The problem:
Could you copy the lines below word for word, leaving every one of them unchanged?

Data provided:

========

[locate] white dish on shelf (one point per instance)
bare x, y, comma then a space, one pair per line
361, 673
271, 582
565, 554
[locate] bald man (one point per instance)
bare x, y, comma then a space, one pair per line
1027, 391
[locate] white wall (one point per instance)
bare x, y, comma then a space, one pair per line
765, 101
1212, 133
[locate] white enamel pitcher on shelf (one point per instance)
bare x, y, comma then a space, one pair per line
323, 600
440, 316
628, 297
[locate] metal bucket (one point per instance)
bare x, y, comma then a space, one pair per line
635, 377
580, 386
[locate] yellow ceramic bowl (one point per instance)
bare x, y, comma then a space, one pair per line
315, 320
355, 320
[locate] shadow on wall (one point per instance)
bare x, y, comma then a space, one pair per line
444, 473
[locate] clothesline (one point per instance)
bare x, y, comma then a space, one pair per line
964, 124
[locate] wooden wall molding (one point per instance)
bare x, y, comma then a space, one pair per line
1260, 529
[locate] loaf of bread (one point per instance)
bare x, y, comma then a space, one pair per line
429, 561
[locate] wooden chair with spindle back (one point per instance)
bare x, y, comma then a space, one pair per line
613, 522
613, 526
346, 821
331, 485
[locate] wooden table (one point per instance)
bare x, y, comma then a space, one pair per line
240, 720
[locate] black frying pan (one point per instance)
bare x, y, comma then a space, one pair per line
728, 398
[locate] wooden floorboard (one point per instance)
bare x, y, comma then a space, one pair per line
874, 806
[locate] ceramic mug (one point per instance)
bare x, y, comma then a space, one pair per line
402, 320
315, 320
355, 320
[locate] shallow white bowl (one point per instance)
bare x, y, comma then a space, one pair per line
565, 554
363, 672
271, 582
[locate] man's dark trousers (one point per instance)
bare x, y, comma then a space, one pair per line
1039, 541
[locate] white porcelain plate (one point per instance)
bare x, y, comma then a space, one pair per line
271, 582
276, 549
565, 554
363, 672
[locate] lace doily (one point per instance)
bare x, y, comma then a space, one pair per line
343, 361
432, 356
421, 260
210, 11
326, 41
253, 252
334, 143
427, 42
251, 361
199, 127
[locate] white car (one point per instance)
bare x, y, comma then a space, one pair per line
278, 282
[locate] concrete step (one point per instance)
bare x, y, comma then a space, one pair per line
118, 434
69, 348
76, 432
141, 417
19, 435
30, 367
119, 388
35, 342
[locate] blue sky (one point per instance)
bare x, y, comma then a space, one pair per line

========

In response:
[locate] white dish on shelf (one point per instance)
bare x, y, comma then a space, one pair per line
361, 673
271, 582
565, 554
[locate] bald man (one point per instance)
bare x, y, comma then a space, one pair per line
1027, 391
[locate] white wall (one point per instance)
bare x, y, comma then a space, one pair per line
765, 101
1212, 133
[locate] white enamel pitcher on shelf (one point per instance)
bare x, y, comma then a space, one pair per line
323, 600
440, 316
628, 297
[locate] metal bucket (one point per instance)
bare x, y, comma then a space, one pair per line
635, 377
580, 386
[locate] yellow ceramic bowl (one point per instance)
bare x, y, comma then a space, one pair per line
315, 320
355, 320
[locate] shadow on wall (one point per instance)
bare x, y, comma then a space, one pair per line
444, 473
[locate] clothesline (one point per instance)
bare x, y, comma then a space, one pair per line
964, 124
[locate] wooden wall molding (one point per instance)
bare x, y, comma then a space, one pair per line
1260, 529
[locate] loaf of bread (one point per instance)
bare x, y, comma then a space, one pair per line
429, 561
[locate] wooden chair with spindle back (one point per instance)
bare x, y, comma then a space, one pair per line
613, 522
613, 526
346, 821
331, 485
[locate] wooden table (one point per instance)
bare x, y, comma then a space, one pair per line
240, 720
[locate] black frying pan (one point per instance)
bare x, y, comma then a space, one pair per line
728, 398
[locate] wooden floorboard (one point per instance)
bare x, y, comma then a space, one pair per line
874, 806
[locate] ceramic mug (one point per instance)
bare x, y, comma then a space, one pair per line
402, 320
315, 320
355, 320
[locate] shallow white bowl (one point per instance)
bare x, y, comma then a space, one pair per line
565, 554
363, 672
271, 582
[locate] man's dark trousers (one point per instance)
bare x, y, comma then a space, one pair per line
1039, 541
[locate] white porcelain plate (one point per instance)
bare x, y, comma then a space, one pair per line
271, 582
276, 549
565, 554
363, 672
[locate] lace doily (one point per instance)
bare x, y, comma then a space, one pair per line
343, 361
432, 356
421, 260
210, 11
326, 41
253, 252
334, 143
427, 42
251, 361
199, 127
[locate] white car (one point per instance)
bare x, y, comma then a space, one pair per line
278, 282
[locate] concrete step (one point per instance)
bare x, y, comma then a space, one pair per line
118, 434
69, 348
76, 432
141, 417
19, 435
30, 367
119, 388
35, 342
[locate] blue sky (one point per instance)
bare x, y, comma then a space, one pair per line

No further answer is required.